• PROBLEM DESCRIPTION
List each line in the items that contains the string "target". Case counts.

# # # #

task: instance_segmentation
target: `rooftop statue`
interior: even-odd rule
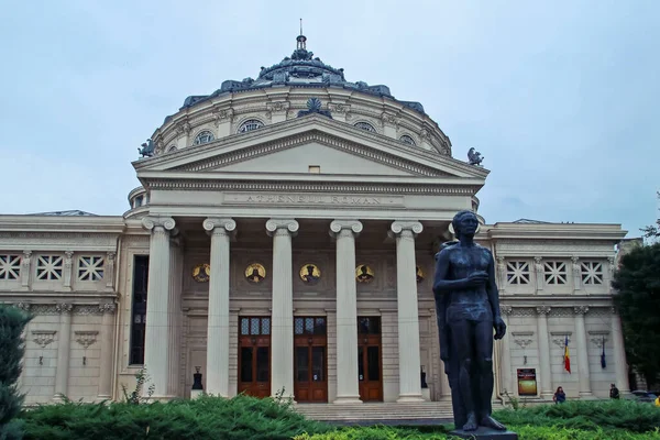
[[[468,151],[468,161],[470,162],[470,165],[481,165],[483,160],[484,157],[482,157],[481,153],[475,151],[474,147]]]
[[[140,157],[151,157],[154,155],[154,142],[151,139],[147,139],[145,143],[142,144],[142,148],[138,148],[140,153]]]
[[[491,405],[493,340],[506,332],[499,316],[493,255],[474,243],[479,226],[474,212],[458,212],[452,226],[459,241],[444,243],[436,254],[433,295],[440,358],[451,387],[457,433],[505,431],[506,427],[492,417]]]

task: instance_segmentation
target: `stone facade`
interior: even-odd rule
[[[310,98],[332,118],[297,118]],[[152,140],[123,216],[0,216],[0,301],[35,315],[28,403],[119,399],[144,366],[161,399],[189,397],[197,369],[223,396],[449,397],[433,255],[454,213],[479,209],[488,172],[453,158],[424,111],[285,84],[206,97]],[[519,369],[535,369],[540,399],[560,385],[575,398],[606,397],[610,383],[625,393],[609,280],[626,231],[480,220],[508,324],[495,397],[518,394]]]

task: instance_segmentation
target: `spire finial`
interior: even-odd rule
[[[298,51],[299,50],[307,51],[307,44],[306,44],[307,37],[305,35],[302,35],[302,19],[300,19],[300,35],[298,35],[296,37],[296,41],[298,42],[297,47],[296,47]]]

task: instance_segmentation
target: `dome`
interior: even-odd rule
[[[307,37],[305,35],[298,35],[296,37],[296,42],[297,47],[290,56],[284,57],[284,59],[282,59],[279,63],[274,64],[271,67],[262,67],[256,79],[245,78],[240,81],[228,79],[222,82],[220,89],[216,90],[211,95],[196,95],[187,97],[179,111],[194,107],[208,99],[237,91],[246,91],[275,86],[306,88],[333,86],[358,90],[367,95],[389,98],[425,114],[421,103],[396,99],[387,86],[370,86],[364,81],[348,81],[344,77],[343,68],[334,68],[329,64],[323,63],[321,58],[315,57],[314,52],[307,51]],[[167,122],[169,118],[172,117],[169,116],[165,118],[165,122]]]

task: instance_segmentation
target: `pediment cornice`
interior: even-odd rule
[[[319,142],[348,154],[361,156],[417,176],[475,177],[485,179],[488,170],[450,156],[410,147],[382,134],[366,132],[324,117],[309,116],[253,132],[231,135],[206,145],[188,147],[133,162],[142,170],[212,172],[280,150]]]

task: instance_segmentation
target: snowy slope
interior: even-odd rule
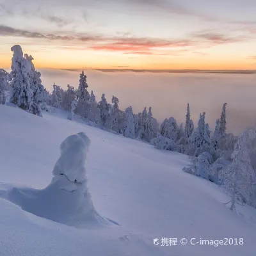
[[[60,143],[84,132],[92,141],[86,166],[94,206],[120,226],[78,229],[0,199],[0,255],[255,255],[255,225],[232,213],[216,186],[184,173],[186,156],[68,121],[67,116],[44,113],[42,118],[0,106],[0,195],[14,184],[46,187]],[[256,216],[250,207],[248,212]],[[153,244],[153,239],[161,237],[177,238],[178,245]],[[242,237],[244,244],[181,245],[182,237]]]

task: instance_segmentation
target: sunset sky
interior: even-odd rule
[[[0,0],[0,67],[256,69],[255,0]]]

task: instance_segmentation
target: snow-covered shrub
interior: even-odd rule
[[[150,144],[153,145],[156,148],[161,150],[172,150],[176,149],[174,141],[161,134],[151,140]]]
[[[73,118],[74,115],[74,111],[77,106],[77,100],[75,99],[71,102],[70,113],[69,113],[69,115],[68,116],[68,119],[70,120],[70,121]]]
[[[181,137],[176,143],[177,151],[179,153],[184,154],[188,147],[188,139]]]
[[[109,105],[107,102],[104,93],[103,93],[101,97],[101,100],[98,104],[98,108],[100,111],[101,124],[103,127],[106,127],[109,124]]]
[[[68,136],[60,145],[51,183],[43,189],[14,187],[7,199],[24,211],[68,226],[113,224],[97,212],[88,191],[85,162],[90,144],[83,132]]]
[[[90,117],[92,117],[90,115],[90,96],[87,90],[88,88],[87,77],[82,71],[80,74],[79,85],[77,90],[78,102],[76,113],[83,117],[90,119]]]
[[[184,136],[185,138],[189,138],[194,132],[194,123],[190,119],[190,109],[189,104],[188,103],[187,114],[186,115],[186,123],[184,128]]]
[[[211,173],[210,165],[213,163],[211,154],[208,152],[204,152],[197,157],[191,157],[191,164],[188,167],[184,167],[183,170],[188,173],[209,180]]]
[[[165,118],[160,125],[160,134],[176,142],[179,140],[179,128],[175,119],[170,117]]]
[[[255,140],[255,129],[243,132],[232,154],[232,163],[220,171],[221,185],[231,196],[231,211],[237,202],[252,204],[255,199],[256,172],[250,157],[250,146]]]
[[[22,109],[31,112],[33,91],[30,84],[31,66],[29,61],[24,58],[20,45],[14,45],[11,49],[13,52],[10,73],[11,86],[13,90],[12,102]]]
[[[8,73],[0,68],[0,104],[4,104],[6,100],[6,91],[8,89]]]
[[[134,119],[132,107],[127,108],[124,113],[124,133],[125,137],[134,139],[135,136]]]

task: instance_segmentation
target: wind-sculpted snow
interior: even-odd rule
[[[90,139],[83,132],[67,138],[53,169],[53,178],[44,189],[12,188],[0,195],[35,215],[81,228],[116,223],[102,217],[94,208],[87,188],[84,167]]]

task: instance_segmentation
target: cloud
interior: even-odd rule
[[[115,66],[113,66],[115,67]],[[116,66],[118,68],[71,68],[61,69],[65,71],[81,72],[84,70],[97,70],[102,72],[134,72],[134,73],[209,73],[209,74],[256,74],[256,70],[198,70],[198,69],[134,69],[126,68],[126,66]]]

# # # #

• SOLUTION FOR THIS TASK
target: `rooftop statue`
target: `stone facade`
target: `spire finial`
target: `dome`
target: `pediment cornice`
target: snowy slope
target: sunset sky
target: snow-covered shrub
target: wind-sculpted snow
target: cloud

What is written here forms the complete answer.